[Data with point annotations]
---------------

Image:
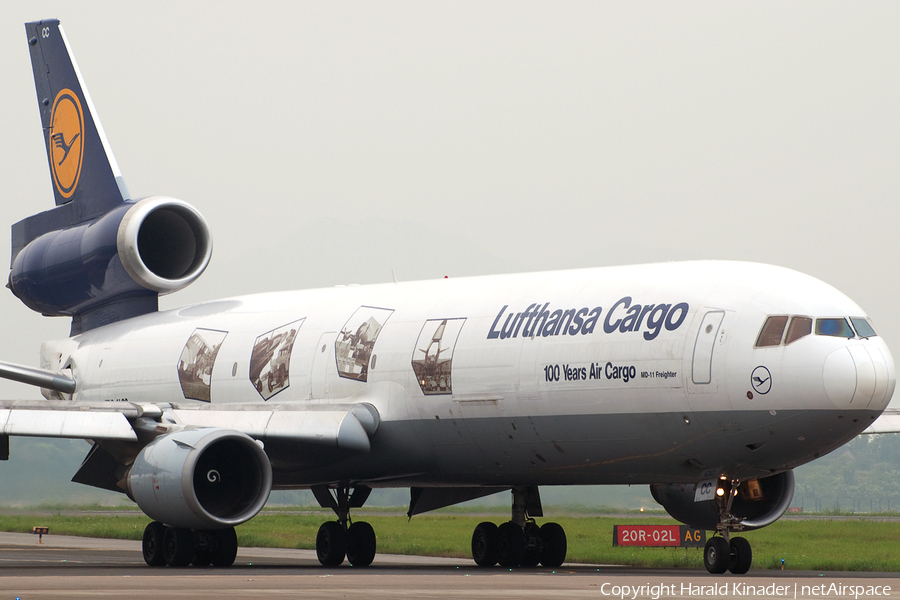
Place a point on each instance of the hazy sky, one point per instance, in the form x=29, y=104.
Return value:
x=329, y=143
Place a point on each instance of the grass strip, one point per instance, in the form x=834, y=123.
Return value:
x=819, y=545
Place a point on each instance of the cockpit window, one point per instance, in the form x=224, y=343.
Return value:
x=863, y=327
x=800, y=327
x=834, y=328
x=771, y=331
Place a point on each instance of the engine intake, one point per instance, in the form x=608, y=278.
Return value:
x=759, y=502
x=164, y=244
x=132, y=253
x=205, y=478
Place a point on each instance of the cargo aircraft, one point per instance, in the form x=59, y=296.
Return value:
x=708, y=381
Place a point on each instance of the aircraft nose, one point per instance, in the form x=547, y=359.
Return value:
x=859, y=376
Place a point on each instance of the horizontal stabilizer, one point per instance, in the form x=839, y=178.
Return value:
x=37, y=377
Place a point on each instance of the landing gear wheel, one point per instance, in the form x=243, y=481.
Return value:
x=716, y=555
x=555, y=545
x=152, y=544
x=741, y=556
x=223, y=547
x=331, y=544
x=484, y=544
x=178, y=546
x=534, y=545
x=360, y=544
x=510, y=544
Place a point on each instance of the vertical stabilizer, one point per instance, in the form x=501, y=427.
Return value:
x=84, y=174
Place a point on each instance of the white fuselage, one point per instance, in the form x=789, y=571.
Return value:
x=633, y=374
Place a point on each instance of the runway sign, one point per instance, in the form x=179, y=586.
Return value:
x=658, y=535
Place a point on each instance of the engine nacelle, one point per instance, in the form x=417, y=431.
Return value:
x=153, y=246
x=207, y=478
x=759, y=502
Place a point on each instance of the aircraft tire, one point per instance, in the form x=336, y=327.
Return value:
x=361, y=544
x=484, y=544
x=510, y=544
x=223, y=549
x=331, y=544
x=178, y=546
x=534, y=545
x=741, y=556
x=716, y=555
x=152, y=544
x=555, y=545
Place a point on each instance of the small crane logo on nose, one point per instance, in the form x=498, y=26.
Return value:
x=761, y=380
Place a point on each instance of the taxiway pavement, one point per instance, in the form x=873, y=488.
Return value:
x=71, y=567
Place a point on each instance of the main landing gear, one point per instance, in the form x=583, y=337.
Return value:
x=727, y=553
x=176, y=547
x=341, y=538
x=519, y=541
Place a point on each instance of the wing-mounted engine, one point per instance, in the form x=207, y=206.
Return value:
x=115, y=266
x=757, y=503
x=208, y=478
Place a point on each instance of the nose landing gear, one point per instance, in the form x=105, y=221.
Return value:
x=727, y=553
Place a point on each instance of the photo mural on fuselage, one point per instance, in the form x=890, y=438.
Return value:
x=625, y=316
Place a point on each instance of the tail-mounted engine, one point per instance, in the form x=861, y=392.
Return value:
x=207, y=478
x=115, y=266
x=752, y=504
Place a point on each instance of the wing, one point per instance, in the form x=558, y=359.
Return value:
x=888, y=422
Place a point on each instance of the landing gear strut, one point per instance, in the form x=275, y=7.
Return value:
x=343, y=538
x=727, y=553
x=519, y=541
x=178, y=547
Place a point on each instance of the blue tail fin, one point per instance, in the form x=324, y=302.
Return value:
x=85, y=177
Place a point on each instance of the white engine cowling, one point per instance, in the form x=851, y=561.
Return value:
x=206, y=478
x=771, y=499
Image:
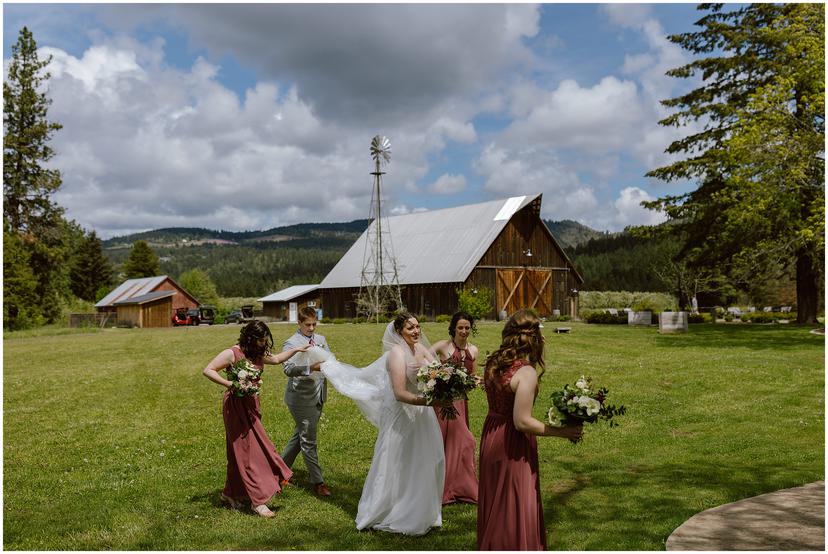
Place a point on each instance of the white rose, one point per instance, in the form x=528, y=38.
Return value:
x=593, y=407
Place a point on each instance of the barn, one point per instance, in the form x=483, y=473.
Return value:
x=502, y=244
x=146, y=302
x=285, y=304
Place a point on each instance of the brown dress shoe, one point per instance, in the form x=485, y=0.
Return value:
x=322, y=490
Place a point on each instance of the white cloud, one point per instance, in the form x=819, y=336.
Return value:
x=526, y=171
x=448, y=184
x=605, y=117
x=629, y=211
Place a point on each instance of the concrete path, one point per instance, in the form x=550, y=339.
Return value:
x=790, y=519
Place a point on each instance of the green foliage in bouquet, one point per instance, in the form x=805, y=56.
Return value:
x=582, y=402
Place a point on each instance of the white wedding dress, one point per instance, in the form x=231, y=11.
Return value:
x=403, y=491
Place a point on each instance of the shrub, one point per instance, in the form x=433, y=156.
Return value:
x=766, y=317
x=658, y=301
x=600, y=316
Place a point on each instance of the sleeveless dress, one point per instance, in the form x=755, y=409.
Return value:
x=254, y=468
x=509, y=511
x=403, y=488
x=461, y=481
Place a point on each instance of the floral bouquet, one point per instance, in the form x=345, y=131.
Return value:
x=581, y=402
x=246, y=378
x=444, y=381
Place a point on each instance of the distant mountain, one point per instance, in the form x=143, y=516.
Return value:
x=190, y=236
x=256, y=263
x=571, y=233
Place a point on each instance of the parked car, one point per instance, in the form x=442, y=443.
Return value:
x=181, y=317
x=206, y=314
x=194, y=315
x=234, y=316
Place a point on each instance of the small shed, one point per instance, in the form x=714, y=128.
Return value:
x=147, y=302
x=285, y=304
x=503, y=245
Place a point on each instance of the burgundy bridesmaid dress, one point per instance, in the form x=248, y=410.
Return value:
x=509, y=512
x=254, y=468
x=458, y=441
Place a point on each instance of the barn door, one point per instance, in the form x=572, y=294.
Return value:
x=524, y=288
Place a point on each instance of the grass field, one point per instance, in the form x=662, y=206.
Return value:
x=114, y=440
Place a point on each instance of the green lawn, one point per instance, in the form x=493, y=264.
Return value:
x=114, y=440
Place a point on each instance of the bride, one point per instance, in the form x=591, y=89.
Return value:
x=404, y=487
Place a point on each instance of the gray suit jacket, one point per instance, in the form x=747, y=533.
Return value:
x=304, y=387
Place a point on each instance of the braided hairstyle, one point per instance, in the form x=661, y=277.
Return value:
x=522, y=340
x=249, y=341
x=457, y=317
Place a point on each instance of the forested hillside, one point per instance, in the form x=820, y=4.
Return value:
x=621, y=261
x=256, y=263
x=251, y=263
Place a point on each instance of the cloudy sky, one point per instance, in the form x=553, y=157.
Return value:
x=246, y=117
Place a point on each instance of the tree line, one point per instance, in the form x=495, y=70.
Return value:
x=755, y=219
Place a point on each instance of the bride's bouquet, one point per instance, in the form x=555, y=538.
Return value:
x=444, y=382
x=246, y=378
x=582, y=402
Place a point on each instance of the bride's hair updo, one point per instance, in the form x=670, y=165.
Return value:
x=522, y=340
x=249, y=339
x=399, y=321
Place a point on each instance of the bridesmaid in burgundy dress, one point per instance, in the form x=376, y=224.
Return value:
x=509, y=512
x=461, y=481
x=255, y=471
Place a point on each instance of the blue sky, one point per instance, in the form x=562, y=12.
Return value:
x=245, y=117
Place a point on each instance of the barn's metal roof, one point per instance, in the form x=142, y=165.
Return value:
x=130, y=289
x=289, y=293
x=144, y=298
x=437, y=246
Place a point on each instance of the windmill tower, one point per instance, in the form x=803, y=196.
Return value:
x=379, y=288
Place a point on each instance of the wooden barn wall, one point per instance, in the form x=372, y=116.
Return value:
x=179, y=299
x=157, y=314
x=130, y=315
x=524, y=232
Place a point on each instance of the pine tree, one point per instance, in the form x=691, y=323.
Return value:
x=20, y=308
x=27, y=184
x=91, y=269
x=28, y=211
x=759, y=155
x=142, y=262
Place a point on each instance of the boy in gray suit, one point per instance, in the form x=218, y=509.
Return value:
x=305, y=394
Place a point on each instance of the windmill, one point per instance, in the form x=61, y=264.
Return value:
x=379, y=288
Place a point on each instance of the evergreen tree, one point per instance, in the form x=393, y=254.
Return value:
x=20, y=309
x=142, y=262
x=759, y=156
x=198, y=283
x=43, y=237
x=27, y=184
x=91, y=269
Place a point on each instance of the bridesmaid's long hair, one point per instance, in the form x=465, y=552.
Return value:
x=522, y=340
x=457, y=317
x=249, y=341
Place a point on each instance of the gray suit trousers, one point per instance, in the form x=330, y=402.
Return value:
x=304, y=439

---------------

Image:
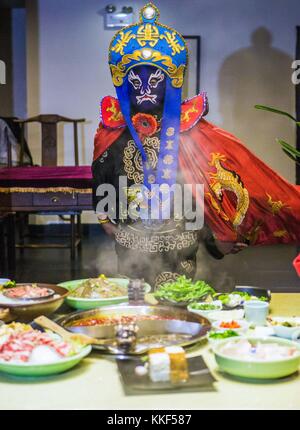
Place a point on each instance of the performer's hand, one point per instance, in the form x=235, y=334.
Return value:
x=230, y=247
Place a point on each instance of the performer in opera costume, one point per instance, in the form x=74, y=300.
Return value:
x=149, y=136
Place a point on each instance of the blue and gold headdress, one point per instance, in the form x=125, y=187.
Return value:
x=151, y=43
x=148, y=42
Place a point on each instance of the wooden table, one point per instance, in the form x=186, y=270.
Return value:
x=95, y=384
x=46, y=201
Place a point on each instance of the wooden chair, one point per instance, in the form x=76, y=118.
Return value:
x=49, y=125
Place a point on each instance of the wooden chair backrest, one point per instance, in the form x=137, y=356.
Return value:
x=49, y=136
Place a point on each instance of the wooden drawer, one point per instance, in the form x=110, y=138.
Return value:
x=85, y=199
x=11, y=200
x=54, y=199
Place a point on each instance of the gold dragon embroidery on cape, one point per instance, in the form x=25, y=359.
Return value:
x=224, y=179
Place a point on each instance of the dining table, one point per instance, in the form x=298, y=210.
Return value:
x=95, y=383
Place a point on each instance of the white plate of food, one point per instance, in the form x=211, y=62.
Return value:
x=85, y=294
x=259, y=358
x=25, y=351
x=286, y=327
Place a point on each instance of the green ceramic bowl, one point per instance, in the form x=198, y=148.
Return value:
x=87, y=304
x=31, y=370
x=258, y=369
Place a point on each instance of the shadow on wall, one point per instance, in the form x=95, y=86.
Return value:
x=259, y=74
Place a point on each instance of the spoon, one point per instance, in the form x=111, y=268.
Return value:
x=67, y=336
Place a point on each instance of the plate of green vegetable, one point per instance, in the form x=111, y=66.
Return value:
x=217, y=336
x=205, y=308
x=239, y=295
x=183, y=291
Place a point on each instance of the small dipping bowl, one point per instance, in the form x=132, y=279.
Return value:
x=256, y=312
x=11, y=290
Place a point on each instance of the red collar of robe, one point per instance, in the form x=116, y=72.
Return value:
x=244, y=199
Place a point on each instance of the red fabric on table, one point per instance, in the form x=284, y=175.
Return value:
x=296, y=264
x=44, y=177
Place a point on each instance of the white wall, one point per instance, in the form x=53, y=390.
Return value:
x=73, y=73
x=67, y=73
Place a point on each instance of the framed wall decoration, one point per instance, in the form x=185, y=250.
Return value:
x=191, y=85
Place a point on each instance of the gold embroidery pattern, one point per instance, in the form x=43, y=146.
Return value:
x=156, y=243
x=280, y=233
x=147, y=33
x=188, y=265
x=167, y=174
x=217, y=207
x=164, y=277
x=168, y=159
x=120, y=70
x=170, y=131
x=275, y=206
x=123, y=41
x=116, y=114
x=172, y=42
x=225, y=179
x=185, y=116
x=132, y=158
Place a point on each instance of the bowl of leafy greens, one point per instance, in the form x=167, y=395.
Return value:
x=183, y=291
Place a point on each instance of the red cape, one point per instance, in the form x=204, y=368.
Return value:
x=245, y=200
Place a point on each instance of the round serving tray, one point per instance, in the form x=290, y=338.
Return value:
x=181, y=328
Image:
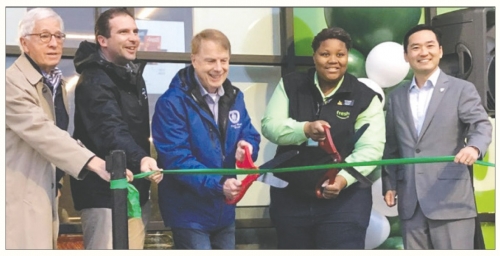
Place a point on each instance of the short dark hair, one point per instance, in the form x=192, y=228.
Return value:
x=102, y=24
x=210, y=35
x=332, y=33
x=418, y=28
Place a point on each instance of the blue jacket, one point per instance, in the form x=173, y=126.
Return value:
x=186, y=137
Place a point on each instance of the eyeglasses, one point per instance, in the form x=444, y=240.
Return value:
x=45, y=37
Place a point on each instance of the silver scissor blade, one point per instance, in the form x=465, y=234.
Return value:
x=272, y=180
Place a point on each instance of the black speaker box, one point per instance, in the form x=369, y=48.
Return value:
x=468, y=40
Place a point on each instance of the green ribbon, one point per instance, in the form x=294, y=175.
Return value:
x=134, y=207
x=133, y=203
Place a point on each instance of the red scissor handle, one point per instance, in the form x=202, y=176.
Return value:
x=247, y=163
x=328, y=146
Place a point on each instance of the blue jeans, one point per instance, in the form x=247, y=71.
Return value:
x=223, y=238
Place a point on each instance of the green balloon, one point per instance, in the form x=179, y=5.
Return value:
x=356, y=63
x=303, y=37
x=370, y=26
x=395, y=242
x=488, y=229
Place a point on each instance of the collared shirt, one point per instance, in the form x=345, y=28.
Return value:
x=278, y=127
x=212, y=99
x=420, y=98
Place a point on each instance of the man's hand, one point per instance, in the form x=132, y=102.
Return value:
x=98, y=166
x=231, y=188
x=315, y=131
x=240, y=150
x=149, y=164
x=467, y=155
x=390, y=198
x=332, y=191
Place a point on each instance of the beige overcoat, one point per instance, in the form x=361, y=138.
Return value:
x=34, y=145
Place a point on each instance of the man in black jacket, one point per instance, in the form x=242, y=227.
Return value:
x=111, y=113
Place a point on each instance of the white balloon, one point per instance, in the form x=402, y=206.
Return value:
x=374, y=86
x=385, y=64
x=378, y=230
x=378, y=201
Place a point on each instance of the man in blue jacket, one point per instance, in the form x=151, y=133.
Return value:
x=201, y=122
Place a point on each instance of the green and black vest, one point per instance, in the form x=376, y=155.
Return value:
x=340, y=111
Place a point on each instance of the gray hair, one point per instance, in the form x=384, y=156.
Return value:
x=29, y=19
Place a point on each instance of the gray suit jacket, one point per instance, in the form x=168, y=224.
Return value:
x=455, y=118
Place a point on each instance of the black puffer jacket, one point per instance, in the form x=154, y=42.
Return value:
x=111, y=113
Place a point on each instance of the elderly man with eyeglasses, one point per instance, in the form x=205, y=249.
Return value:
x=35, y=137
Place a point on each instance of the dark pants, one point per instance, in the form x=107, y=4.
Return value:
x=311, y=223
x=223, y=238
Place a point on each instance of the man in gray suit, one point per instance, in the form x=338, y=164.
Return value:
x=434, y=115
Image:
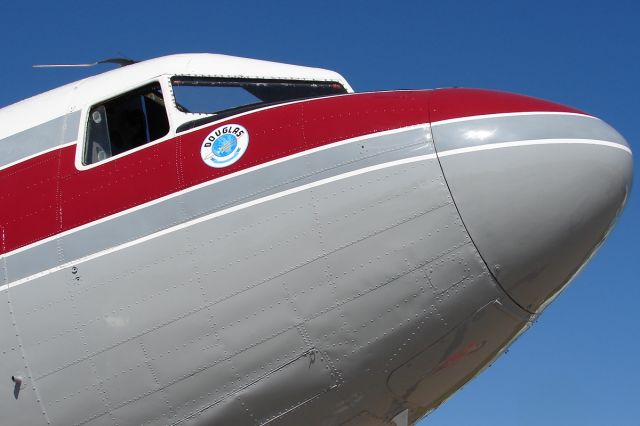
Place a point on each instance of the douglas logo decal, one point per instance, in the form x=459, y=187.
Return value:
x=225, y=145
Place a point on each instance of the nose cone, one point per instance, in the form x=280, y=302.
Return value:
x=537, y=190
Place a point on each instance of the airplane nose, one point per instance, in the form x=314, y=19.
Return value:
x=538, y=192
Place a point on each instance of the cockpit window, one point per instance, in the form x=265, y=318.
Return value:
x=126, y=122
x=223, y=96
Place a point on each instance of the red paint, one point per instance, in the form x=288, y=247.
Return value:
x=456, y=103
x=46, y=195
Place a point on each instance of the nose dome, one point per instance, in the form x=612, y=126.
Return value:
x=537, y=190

---------------

### What you will do:
Starting with the line that contains "Place a point on each instance of the photo" and going on through the line that contains "x=600, y=316", write those lines out again with "white" swapped for "ivory" wherever it occurs and everything else unchanged. Leave the pictures out of your answer.

### Exercise answer:
Place a point on each instance of the photo mural on fuselage, one point per instance, in the form x=890, y=438.
Return value:
x=625, y=316
Place a point on each instance of the tail-mounted engine, one point per instance, in the form x=861, y=392.
Return value:
x=207, y=478
x=115, y=266
x=752, y=504
Place a point on each instance of the wing, one point per instance, in the form x=558, y=359.
Return value:
x=888, y=422
Place a point on each instance of the landing gear strut, one point per instance, in the form x=275, y=7.
Return value:
x=343, y=538
x=727, y=553
x=519, y=541
x=178, y=547
Place a point on each instance of the blue tail fin, one point per instance, in the form x=324, y=302.
Return value:
x=85, y=177
Place a point on each instance of the ivory engine cowling, one point per instance, in the form x=851, y=561.
Return value:
x=206, y=478
x=771, y=499
Image:
Place a point on each instance of the ivory rose, one point per instance, in the form x=528, y=38.
Return value:
x=593, y=407
Place a point on each instance of the barn, one point per instance, in the form x=483, y=473.
Return value:
x=502, y=244
x=146, y=302
x=285, y=304
Place a point on each instance of the brown dress shoe, one point per instance, in the form x=485, y=0.
Return value:
x=322, y=490
Place a point on each instance of the ivory cloud, one point per instance, in the form x=819, y=336.
Return value:
x=526, y=171
x=448, y=184
x=605, y=117
x=629, y=211
Place a point on each instance of the concrete path, one point per instance, in the form x=550, y=339.
Return value:
x=790, y=519
Place a point on each instance of the green foliage in bouquet, one point per instance, in the form x=805, y=56.
Return value:
x=582, y=402
Place a point on each instance of the ivory wedding dress, one point per instance, in the form x=231, y=11.
Return value:
x=403, y=491
Place a point on each instance of the shrub, one point per instance, in the form x=433, y=156.
Return value:
x=766, y=317
x=658, y=301
x=600, y=316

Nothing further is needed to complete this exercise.